--- start of Text provided ---

Page 4556 - Week 14 - Wednesday, 23 November 2005

Next page . . . . Previous page . . . . Speeches . . . . Contents . . . . Debates(HTML) . . . . PDF . . . .

I suspect that what this is all about is particularly clause 2 (d) of Mr Gentleman’s motion where he talks about his horror at the ABCC being able to enforce a penalty against people who do not attend for questioning, answer questions or obstruct an investigation. How can you get up here and say that you are against giving them the powers to demand people cooperate and at the same time express the supposed concern that the federal government’s measures are all about making workplaces dangerous, about ignoring deaths in workplaces? They have declared that this is one of the key motivations in this particular set of measures.

The promotion of injury prevention and best OH&S practice is clearly a key priority of the federal government. They have certainly declared that they are committed to improving workplace safety, as a client. They have developed a national occupational health and safety strategy and have encouraged its adoption by all Australian governments—state governments and territory governments—and peak employer and employee bodies. Unlike some of those opposite, they have favoured a position of prevention rather than simply relying on punishment after the event. There have been a host of different approaches taken in different states, but certainly the initiatives shown in these measures are commendable.

--- end of Text provided ---
--- start of Raw records ---

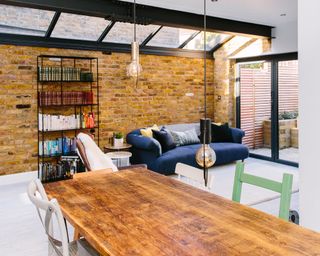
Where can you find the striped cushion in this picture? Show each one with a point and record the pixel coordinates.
(185, 138)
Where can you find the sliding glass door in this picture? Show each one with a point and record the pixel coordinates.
(267, 107)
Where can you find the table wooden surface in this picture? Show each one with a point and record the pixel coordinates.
(139, 212)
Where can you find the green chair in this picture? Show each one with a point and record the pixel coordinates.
(284, 188)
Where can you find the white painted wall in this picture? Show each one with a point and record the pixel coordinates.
(309, 122)
(286, 38)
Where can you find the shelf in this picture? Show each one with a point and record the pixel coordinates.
(67, 130)
(67, 105)
(67, 57)
(58, 155)
(65, 81)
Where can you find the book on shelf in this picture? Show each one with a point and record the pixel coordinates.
(49, 122)
(54, 73)
(59, 146)
(54, 98)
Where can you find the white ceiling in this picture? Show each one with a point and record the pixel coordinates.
(265, 12)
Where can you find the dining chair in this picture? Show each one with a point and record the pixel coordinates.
(284, 188)
(193, 175)
(49, 211)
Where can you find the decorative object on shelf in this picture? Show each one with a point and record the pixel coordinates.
(118, 139)
(205, 155)
(134, 68)
(53, 74)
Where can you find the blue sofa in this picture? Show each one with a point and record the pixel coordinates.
(148, 150)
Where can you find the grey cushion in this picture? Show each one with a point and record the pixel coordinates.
(183, 127)
(185, 138)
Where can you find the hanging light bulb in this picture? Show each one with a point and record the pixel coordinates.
(205, 156)
(134, 69)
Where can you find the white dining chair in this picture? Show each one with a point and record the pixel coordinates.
(51, 211)
(193, 176)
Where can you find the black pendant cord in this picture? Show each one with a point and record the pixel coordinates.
(134, 22)
(205, 87)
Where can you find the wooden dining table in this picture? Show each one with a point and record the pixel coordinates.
(139, 212)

--- end of Raw records ---

Things to do:
1/ Count the lines in the rows above that contain the word "wooden", treating case as significant. Give only the number.
2/ Please carry on the parliamentary debate passage on workplace safety from where it stops.

Answers per task:
1/ 2

2/
I cringe when I hear these isolated cases being wheeled out of tragic loss of life on building sites, not because I am unsympathetic or not dismayed by the consequence to young people from workplace injury—one death in any workplace is one too many; no person with any sense of decency could take heart from that—but I am galled when I hear people like Sharan Burrow who, last month on the ABC Lateline program, was filmed at an ACTU campaign meeting saying, “I need a mum or dad of someone who has been seriously injured or killed; that would be fantastic.”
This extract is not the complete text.